_TEXTO DE LEITURA_
□ □ □

Há razão didática para ‘Matrix Resurrections’ (EUA, ficção científica, 2021, 2h28 min.), de Lana Wachowski, recorrer tanto ao primeiro longa-metragem da saga, ‘Matrix’ (Lana Wachowski e Lilly Wachowski): grande parte do espectador de hoje estava nascendo em 1999 e quem o assistiu no cinema necessita refrescar a memória vinte anos depois.
Mas também há motivo de natureza artística. ‘Matrix’ se tornou referência geracional e, mesmo tão jovem, virou clássico. Não havendo como superá-lo, resta tê-lo como aliado em vez de disputar espaço com ele.
Portanto, não faz sentido declarar que o primeiro é superior. Até a diretora concorda; do contrário, não recorreria tanto a ele, feito a um guia. E ela seria gênio absoluto se conseguisse gerar novo filme tão bom ou superior ao primeiro.
Veja o trailler do filme;
Quando Niobe (Jada Pinkett Smith) diz que envelheceu, mas se tornou sábia, talvez tenha querido explicar que sabedoria se aperfeiçoa, se aprofunda. E simplifica.

□ □ □

_OBJETIVO_
Prossiga o texto sobre ‘Matrix Resurrections’ a partir da última frase mostrada.

□ □ □

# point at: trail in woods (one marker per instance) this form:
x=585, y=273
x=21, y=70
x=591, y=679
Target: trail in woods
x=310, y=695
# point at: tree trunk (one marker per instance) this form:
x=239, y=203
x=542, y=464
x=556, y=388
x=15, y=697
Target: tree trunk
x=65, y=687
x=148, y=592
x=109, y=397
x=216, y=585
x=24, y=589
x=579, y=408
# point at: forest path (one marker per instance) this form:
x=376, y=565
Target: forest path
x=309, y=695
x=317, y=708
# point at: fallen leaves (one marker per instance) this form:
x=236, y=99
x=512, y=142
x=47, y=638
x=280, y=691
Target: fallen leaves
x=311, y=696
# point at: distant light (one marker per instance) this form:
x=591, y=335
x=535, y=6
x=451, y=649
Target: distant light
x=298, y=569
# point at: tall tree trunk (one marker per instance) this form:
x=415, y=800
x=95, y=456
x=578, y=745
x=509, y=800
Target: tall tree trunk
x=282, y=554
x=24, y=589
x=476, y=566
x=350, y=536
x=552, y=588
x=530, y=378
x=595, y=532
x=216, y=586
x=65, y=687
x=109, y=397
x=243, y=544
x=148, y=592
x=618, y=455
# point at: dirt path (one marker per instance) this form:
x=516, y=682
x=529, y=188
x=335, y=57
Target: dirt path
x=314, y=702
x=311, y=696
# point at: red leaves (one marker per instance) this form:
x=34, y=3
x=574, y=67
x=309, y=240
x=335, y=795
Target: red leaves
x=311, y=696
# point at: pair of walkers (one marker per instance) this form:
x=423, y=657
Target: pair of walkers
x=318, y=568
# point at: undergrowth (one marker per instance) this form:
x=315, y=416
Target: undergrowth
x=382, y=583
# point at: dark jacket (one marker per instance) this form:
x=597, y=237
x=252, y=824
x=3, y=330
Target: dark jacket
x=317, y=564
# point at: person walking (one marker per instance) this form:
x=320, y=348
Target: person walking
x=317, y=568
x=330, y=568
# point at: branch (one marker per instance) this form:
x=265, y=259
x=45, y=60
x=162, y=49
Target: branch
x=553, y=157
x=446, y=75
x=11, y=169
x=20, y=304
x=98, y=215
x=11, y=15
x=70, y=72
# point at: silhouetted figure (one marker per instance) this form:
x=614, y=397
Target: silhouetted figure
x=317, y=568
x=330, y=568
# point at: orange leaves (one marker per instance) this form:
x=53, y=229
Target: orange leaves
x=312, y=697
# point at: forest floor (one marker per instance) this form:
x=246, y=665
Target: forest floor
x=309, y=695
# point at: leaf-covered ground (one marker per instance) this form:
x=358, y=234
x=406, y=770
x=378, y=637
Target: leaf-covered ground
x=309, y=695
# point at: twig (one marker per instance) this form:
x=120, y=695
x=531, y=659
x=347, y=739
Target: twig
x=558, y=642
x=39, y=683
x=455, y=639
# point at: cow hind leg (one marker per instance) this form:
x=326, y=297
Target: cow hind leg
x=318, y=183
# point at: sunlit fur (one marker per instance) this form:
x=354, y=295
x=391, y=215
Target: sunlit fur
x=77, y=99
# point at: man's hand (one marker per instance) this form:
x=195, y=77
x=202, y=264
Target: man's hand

□ □ □

_RESULTADO_
Prova disto é que ‘Resurrections’ aparenta ser difícil, mas o roteiro escrito por Lana (e colaboração de Lilly, David Mitchell e Aleksandar Hemon) se encarrega de “traduzi-lo” para leigos, de modo que ninguém se sente perdido ante a parafernália de imagens e efeitos especiais a serviço de trama complexa.
Neo (Keanu Reeves) e Trinity (Carrie-Anne Moss) levam vida corriqueira na Matrix – muitos os consideram mortos. Neo, conhecido como Thomas Anderson, busca resolver no divã de analista (Jonathan Groff) os tormentos do passado e, ao se encontrar com o jovem Morpheus (Yahya Abdul-Mateen II), toma a pílula vermelha e reinicia a jornada.
Segundo um representante dessa corriqueira vida na Matrix, pode-se até querer encher o mundo de arco-íris, mas as pessoas gostam mesmo de cabresto que as controlem. De fato, há quem goste de prescindir do livre arbítrio e ser dirigido.
Obviamente, existem regras controladoras que estabelecem ordens – sinais de trânsito, por exemplo. Ou não matar, não roubar, respeitar onde termina o próprio limite e começa o do outro. Mas o ser humano foi feito para voar – liberdade é a maior herança recebida pelo Divino.
Daí, sonharmos em comer um morango com sabor morango, lutar por justiça, equilíbrio ecológico, por paz em vez de guerras. São sonhos humanos que, mesmo sem asas, nos fazem voar.
Lana Wachowski alcança algo difícil, porém, essencial ao cinema: atmosfera.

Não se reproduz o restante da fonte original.